* [Extract to read]:
— start —

<center>
<hr>
<h1>Complessità nei sistemi sociali</h1>
<h2>Laurea Magistrale in Fisica Dei Sistemi Complessi</h2>
<h2>A.A. 2016/17</h2>
<h3>Dr. Daniela Paolotti, Dr. Michele Tizzoni</h3>
<h3>Basic network analysis with NetworkX, assortativity, resilience to attacks</h3>
<hr>
</center>

In [None]:
import networkx as nx
import seaborn as sns

In [None]:
%pylab inline

### Measure the connectivity and clustering of a graph

In [None]:
G=nx.Graph()

In [None]:
#Download the network file 'ca-AstroPh' from SNAP@Stanford
fh=open('./ca-AstroPh.txt','r')
for line in fh.readlines():
    s=line.strip().split()
    if s[0]!='#':
        origin=int(s[0])
        dest=int(s[1])
        G.add_edge(origin,dest)
fh.close()

In [None]:
print "The graph has", len(G), "nodes"
print "and",len(G.edges()),"edges"

In [None]:
print "Is the graph simply connected?", nx.is_connected(G)

— end —

* [Requirement 1]:
Count the lines in the entries that contain the string "tent", treating uppercase and lowercase as different. Give only the number.

* [Records to use]:
— start —

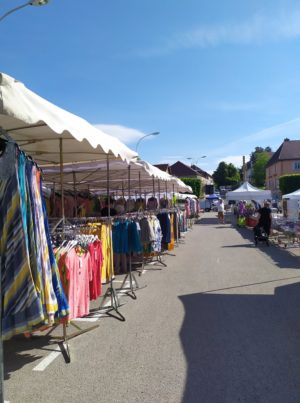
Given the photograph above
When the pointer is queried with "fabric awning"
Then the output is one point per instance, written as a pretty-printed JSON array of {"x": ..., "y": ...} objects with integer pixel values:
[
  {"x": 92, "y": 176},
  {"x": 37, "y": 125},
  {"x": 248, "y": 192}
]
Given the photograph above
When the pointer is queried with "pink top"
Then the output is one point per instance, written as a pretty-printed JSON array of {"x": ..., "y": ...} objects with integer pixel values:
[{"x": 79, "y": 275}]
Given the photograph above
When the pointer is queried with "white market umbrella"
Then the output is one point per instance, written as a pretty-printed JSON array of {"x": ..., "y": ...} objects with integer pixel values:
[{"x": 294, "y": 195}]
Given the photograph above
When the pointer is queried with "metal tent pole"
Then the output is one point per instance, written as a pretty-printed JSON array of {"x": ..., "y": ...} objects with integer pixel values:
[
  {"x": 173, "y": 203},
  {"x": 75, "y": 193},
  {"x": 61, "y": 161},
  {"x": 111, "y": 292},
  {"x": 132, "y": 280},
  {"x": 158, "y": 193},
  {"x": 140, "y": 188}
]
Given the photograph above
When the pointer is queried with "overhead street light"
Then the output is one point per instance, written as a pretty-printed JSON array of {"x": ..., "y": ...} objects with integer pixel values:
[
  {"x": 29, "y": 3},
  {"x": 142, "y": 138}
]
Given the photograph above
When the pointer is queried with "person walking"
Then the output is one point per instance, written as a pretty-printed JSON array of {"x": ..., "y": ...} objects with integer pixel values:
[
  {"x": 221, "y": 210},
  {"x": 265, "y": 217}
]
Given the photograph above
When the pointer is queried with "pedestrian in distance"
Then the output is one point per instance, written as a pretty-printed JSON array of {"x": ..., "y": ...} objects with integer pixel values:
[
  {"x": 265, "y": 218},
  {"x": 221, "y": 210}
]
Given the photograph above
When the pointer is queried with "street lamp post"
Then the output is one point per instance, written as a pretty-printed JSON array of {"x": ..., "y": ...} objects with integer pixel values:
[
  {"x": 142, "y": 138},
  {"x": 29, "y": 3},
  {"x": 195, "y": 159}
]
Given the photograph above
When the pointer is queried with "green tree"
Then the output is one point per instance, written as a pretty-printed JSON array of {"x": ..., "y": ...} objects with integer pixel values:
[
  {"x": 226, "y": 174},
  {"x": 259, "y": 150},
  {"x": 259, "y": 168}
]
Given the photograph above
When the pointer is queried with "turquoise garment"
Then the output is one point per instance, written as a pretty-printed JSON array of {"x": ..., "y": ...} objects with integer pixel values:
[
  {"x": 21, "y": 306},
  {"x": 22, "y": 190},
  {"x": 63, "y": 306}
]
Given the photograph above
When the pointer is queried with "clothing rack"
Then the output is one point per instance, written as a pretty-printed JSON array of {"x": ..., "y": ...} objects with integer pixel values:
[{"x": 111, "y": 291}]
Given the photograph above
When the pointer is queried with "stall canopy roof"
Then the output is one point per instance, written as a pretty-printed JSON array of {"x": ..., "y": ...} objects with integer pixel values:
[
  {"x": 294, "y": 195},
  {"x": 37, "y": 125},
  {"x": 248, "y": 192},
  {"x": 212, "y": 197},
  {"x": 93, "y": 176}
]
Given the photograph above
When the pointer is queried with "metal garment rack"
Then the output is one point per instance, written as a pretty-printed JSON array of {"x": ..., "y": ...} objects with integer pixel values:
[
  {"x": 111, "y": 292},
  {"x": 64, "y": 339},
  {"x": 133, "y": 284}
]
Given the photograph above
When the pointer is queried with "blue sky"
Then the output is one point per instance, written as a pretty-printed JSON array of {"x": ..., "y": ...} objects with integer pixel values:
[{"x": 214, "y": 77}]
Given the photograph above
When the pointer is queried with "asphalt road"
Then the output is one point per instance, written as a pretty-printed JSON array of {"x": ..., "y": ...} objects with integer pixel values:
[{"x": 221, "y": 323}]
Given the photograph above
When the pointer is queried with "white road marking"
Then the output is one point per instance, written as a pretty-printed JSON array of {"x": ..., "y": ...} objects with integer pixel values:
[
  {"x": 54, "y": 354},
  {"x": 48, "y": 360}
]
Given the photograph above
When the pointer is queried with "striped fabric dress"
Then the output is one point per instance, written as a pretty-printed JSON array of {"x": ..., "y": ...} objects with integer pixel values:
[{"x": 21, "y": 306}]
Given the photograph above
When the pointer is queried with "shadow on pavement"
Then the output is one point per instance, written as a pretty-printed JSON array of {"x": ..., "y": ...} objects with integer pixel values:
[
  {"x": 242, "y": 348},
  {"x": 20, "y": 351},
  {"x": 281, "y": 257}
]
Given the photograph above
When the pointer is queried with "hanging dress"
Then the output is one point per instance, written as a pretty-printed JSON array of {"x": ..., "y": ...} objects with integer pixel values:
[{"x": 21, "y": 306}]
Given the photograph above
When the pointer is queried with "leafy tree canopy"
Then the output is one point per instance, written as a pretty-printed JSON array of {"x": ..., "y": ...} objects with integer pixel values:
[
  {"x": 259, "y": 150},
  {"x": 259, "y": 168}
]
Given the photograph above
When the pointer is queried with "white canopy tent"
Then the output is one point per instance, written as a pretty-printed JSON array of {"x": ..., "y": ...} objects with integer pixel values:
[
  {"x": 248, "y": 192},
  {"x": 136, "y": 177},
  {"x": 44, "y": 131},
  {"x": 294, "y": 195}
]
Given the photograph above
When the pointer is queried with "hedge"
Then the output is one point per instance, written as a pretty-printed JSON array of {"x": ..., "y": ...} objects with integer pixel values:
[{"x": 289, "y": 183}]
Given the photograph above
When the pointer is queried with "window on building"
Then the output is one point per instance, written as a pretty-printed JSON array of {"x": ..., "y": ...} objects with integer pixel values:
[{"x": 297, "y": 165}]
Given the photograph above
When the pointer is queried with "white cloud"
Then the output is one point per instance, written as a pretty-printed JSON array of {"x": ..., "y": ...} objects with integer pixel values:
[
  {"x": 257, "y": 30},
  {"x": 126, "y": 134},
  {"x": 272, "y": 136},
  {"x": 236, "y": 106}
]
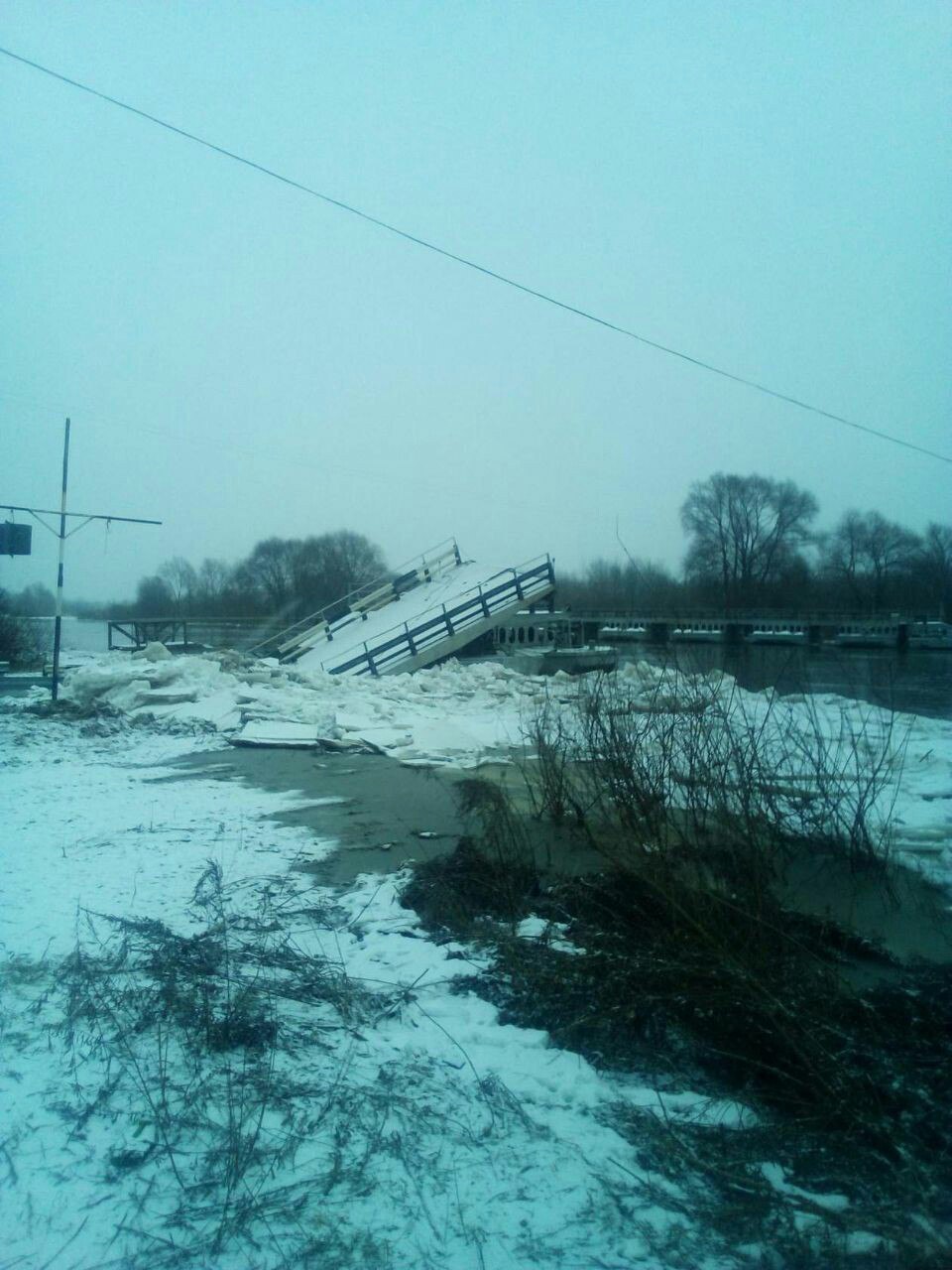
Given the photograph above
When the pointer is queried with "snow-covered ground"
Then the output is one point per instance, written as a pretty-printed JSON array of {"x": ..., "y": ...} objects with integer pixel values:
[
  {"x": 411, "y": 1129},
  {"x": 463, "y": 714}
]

— end —

* [Requirement 2]:
Translate the heading "Measure the connectivity and clustering of a graph" from the network analysis notebook into Spanish.

* [Written solution 1]:
2

* [Written solution 2]:
Mide la conectividad y el agrupamiento de un grafo